[EXERCISE DIRECTIONS] Pull out every line in the listing below that contains the string "smiling". Case counts.

[PROVIDED RECORDS]
★ ★ ★

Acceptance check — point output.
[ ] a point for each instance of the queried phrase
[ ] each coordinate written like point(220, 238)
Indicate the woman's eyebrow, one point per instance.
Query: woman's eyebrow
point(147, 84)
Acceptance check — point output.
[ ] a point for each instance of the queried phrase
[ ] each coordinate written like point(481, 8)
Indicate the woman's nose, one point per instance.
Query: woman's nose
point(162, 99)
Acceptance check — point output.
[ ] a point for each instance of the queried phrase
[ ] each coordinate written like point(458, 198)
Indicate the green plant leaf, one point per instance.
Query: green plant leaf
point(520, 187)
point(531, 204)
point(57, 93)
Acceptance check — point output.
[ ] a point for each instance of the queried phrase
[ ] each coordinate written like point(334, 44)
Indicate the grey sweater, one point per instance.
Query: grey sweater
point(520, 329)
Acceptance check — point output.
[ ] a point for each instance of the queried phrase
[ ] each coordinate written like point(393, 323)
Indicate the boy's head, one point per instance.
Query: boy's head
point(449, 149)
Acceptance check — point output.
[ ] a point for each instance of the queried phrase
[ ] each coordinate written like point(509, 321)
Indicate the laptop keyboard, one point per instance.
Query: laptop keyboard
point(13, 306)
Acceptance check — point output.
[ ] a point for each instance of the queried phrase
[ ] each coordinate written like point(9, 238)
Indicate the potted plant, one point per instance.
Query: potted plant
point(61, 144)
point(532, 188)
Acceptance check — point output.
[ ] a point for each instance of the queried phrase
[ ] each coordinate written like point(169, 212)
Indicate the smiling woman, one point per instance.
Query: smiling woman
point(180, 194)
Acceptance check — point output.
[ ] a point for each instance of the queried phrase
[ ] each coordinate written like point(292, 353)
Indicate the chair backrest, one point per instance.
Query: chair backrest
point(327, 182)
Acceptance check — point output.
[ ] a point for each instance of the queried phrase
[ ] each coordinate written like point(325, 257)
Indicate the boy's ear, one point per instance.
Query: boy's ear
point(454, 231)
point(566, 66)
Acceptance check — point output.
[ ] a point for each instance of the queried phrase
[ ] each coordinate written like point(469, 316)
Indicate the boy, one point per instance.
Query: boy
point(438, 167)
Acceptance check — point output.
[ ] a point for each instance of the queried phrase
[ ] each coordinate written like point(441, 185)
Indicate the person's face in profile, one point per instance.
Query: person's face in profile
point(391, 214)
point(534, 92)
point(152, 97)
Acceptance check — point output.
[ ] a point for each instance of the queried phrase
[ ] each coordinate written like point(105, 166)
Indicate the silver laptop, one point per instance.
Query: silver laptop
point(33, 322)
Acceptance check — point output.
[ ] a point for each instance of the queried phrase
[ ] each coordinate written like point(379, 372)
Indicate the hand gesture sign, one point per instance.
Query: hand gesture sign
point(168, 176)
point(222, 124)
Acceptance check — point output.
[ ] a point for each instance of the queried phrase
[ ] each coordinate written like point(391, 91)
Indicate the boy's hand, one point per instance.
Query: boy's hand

★ ★ ★

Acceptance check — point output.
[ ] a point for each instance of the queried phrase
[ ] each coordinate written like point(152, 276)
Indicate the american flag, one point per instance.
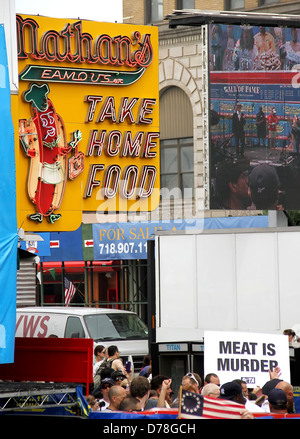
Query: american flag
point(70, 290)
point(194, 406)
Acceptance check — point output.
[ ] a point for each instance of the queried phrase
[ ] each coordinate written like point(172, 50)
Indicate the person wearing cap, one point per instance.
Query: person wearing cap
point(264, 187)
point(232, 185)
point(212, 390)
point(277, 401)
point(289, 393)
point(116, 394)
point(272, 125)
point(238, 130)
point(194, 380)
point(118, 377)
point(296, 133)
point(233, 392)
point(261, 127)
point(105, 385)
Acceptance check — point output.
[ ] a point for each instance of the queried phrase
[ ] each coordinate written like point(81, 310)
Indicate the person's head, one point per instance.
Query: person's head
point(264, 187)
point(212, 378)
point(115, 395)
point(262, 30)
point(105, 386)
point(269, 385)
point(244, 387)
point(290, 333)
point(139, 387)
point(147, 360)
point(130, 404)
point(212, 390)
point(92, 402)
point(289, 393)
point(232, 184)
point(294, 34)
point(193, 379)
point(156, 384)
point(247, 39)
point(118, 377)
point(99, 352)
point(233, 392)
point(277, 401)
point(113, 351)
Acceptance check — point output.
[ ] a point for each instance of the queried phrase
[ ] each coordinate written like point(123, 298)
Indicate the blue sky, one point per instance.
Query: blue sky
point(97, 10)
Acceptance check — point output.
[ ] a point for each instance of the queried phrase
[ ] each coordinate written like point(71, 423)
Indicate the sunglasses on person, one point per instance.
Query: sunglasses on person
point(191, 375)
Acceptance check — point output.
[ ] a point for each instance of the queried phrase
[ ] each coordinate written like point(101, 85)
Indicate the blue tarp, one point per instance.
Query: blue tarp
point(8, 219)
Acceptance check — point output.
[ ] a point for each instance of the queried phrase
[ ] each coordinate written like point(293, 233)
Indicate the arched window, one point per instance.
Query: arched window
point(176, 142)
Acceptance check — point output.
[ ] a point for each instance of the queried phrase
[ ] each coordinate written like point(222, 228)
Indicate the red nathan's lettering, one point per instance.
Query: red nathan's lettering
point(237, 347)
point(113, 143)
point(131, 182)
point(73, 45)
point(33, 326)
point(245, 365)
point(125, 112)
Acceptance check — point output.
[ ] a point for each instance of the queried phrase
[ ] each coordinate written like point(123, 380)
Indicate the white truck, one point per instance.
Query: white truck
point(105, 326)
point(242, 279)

★ ★ ★

[COMPLETE RESPONSE]
Indicate the smiling woman, one point per instance.
Query: smiling woman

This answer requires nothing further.